# [REQUIRED TASKS]
[1] In the passage on biomass co-firing, what retrofit cost is assumed at a 56% co-firing rate?
[2] Reproduce the passage on biomass co-firing word for word, from "Despite this, there" to "and Alberta, respectively.".

# [QUOTED PASSAGE]
· · ·

Despite this, there is little experience co-firing at high rates over a significant period of time. There are many uncertainties regarding high rates of co-firing including fouling and slagging associated with corrosion, as well as issues related to ensuring a long-term supply of biomass. In the current application, we assume that, at a 56% co-firing (to comply with the new regulations), the retrofit cost would be $870/MW. Further, annual biomass supply is assumed to be constrained by 2012 wood pellet manufacturing capacities of 1,875,000 and 145,000 tonnes in British Columbia and Alberta, respectively.

Model results are provided in Tables 7 and 8. From Table 7, the optimal generating mix in Alberta is dependent on whether or not the option to co-fire exists, as well as the regulatory environment in place. The ‘initial’ scenario highlights the current (2012) generating mix, while other scenarios represent situations where the Alberta generating mix must comply with the new performance standards for new and refurbished coal plants. That is, the scenarios force the seven generating units indicated in Table 6 to retrofit to co-fire to reduce their respective emissions intensity to the performance standard or shut down.

· · ·

# [RAW RECORDS]
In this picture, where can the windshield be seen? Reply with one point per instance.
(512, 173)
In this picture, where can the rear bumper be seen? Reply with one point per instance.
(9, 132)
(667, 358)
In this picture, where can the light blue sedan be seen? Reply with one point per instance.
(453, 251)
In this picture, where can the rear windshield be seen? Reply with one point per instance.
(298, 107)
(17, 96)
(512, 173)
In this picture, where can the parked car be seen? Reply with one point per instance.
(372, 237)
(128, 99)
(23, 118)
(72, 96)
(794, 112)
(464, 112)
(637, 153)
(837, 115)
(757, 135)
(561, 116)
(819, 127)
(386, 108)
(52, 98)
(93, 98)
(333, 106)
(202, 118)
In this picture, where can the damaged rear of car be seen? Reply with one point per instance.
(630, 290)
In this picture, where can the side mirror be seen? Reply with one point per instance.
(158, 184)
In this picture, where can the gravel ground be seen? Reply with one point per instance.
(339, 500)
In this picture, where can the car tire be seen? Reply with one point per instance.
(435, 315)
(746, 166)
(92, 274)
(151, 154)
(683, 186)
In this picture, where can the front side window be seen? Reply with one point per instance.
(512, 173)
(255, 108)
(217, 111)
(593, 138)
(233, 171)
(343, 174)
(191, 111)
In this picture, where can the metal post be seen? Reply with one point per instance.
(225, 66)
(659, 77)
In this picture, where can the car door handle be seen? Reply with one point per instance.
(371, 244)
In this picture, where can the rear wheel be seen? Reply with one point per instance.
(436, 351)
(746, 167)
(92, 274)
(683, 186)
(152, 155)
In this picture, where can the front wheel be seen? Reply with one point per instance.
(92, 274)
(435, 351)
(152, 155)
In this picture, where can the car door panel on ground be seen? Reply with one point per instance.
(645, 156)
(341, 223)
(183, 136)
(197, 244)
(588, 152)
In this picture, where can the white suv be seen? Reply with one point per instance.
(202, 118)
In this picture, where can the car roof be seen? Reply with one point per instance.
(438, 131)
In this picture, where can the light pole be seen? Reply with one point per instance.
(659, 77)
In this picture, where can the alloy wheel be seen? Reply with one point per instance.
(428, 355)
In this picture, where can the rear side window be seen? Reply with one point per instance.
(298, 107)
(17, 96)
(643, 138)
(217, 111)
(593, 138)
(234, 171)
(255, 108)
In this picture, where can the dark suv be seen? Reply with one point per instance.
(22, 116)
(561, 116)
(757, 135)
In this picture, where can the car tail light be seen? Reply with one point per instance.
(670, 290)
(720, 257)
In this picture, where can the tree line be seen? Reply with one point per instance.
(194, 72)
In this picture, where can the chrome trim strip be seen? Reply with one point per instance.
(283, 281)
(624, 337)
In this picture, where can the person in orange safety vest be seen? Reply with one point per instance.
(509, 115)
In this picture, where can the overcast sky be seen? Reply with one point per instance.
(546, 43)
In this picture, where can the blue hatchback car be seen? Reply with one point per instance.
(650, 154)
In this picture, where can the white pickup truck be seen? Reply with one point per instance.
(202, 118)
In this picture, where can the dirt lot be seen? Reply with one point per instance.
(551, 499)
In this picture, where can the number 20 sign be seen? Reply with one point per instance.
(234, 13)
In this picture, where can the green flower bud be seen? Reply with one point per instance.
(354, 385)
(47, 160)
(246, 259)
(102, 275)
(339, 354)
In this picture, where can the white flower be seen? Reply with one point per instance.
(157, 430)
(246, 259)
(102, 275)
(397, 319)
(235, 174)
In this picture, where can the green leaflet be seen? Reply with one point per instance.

· · ·

# [SOLUTION LIST]
[1] $870/MW

[2]
Despite this, there is little experience co-firing at high rates over a significant period of time. There are many uncertainties regarding high rates of co-firing including fouling and slagging associated with corrosion, as well as issues related to ensuring a long-term supply of biomass. In the current application, we assume that, at a 56% co-firing (to comply with the new regulations), the retrofit cost would be $870/MW. Further, annual biomass supply is assumed to be constrained by 2012 wood pellet manufacturing capacities of 1,875,000 and 145,000 tonnes in British Columbia and Alberta, respectively.